---------- DATA FOR THE TASK

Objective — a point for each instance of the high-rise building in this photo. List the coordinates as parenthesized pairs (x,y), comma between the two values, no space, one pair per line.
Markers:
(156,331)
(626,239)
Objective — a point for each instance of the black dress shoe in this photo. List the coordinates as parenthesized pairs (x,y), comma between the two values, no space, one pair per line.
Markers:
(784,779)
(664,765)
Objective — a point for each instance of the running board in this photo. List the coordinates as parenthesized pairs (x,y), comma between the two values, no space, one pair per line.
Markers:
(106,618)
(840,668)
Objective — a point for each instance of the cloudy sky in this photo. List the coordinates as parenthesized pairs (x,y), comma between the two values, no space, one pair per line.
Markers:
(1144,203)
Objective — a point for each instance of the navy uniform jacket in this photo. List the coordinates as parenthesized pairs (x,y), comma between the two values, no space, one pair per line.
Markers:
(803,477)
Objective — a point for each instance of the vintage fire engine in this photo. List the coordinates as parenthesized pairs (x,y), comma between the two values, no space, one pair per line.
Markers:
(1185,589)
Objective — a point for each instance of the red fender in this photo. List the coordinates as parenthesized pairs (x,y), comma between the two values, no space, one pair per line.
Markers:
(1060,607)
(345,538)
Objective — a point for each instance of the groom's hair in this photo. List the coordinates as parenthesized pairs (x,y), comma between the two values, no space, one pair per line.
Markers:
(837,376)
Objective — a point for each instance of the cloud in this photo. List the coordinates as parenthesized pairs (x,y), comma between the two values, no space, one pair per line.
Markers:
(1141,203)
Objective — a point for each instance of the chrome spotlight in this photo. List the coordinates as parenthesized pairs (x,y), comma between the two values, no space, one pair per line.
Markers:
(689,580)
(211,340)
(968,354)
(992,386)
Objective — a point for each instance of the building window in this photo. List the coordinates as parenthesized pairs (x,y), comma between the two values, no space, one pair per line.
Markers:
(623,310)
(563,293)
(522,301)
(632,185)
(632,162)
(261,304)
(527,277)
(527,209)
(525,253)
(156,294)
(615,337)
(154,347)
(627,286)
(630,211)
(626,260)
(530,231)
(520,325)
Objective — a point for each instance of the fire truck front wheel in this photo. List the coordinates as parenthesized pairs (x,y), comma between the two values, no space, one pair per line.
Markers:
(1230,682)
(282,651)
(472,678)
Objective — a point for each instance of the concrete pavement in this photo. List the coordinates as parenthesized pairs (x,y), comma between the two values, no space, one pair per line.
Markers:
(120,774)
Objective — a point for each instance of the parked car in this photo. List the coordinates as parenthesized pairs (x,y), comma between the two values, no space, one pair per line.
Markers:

--------------------

__GOAL OF THE EXERCISE__
Return exactly the lines from the one containing "Objective — a point for each instance of the chrome" to the last line of the data, and nothing more.

__ANSWER TO THIS TASK__
Objective — a point for each instance of the chrome spotlight in this photo. List the coordinates as parenthesized pairs (x,y), comma between the two values, no space, one pair per line.
Markers:
(689,580)
(211,340)
(968,354)
(992,386)
Objective — a point for each instance of the building window in this photo. List the coordinates as parenthesized pairs (x,y), comma between the two values, no space, one pair per line.
Markers:
(623,310)
(563,293)
(522,301)
(632,185)
(632,162)
(261,304)
(527,277)
(527,209)
(525,253)
(156,294)
(615,337)
(154,347)
(627,286)
(630,211)
(626,260)
(530,231)
(520,325)
Objective — a point for each instance of the fire truck front wheel in this photo. List the coordinates as parenthesized pairs (x,y), comma between the two values, no space, one pair per line.
Markers:
(1230,682)
(282,651)
(472,678)
Objective — a point for each instance of the concrete pavement in this photo. List the coordinates as parenthesized pairs (x,y), comma between the two values, no space, one pair per line.
Markers:
(120,774)
Objective — a point for each instance of the parked car in this photo. List the coordinates as parenthesized pairs (x,y), comma between the two values, no space, one pair per line.
Markers:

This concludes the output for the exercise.